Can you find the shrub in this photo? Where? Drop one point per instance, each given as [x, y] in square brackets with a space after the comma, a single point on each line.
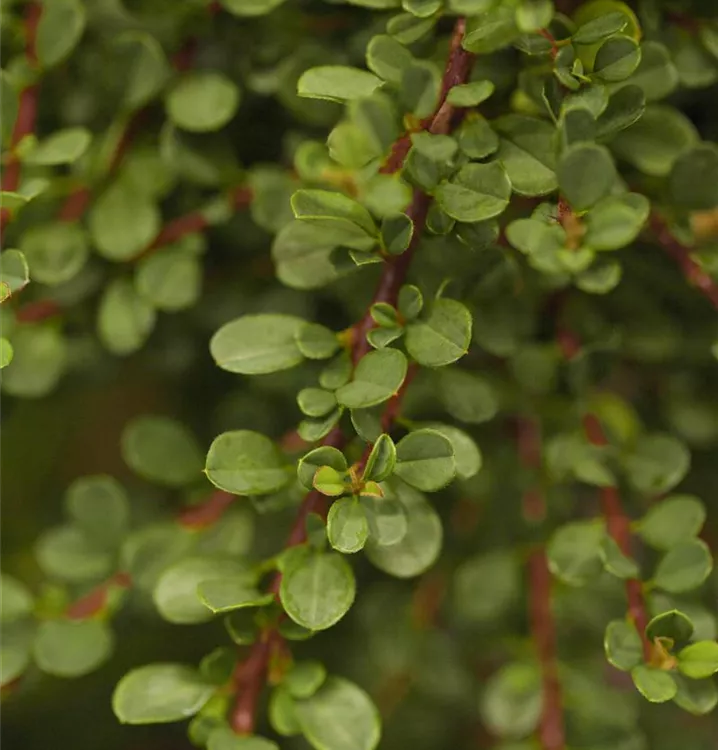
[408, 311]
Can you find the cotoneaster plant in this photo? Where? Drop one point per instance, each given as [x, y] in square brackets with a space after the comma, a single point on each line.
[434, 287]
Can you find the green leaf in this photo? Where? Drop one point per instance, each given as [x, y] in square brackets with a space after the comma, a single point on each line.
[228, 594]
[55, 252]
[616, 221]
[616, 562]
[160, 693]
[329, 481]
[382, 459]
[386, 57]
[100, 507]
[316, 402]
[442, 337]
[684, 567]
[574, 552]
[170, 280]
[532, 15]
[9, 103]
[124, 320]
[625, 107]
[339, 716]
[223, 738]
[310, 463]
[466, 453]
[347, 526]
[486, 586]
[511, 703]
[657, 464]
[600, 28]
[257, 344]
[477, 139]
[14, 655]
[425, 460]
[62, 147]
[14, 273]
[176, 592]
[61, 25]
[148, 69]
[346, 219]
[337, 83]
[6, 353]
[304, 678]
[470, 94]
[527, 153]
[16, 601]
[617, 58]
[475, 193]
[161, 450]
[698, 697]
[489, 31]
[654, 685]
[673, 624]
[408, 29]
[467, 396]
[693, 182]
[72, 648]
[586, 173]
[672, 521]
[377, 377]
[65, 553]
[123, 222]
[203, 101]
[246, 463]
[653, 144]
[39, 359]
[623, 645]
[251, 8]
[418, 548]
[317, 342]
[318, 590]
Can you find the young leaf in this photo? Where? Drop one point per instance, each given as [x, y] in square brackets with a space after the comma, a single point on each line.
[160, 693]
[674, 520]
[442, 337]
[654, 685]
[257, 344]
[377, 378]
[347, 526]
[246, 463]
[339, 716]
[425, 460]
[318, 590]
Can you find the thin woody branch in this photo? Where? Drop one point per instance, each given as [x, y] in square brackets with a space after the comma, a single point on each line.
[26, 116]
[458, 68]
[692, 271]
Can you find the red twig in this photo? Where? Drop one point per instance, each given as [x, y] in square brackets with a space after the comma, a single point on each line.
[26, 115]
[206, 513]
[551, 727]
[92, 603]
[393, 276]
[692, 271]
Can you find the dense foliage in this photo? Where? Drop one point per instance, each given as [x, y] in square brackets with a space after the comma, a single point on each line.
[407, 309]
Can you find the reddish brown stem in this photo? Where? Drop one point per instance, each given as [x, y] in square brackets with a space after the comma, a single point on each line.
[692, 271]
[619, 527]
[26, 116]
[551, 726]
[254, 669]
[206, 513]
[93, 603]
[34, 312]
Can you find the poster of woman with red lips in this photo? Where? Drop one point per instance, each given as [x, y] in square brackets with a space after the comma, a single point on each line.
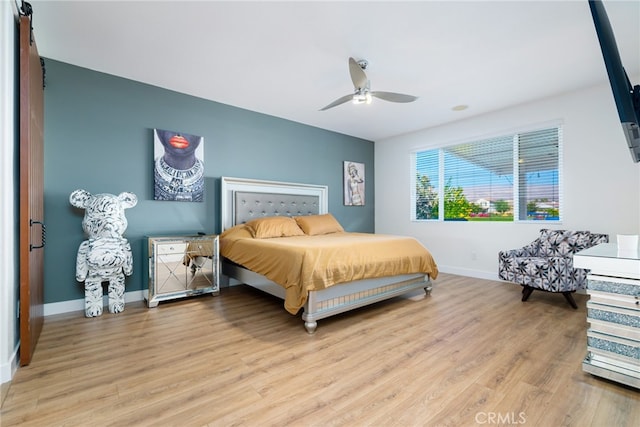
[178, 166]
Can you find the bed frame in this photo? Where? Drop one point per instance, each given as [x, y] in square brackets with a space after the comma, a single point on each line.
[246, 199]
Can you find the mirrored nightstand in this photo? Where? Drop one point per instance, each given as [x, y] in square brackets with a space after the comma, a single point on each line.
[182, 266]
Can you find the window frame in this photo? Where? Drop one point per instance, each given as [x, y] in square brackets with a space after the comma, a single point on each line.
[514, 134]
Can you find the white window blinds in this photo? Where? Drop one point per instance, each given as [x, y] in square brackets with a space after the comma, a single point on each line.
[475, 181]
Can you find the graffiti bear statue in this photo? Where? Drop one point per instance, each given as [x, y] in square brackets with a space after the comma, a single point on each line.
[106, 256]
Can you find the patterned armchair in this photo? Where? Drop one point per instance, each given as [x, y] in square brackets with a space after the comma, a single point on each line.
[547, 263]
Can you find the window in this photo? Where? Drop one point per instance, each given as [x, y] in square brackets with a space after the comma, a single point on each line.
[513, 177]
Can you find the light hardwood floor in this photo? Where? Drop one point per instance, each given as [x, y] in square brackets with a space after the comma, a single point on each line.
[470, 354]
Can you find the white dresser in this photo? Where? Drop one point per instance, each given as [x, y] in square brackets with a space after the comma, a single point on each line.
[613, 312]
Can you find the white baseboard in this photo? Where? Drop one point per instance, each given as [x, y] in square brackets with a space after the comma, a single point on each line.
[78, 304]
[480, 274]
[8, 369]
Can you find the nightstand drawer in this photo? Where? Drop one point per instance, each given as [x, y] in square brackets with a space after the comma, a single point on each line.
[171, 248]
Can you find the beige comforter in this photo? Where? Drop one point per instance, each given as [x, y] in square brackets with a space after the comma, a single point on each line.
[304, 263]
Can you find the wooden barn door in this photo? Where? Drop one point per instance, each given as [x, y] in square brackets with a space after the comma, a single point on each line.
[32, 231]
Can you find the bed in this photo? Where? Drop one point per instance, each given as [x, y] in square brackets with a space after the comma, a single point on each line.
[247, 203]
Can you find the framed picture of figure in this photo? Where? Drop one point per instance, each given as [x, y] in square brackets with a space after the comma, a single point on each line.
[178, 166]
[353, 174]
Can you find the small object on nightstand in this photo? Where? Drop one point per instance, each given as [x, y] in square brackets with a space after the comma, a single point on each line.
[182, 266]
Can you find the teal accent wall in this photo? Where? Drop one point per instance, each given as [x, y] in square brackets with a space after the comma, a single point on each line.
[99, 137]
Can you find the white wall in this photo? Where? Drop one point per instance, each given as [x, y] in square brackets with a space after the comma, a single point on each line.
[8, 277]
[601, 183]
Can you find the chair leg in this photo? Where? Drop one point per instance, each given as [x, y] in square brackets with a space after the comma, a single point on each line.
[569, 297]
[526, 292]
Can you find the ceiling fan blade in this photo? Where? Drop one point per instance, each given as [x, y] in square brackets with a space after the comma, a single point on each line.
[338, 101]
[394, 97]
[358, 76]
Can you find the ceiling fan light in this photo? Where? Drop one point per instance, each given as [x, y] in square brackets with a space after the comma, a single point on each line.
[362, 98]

· · · ·

* **WHAT THE TASK REQUIRES**
Copy out exactly the lines from the one containing "Can you find the teal" through the last line above, keeping both end lines.

* **TASK OUTPUT**
Can you find the teal accent wall in this photo? Where? Drop one point per instance, each given as [x, y] in square brackets with a space after the comma, a single point on each line.
[99, 137]
Can you find the white wall in this photo? Where? Drop one point per instance, each given as [x, y] in square brackets with a space after the comma, a single point on each line.
[8, 277]
[601, 183]
Can you find the chair leg in this photo? Where? Drop one point per instance, each given as [x, y] in square brackets with a space after the comma, a single point on each line.
[569, 297]
[526, 292]
Can you find the ceiling fan blade in this photo? Where? Drop one point per instance, each given as [x, y] in square brackets with a space after the comma, a single point on each line.
[338, 101]
[394, 97]
[358, 76]
Can you find the ceiling fan light in this photo? Where? Drop one point per instance, each given as [x, y] in square brackets with a space after the comma, a single point on each line.
[362, 98]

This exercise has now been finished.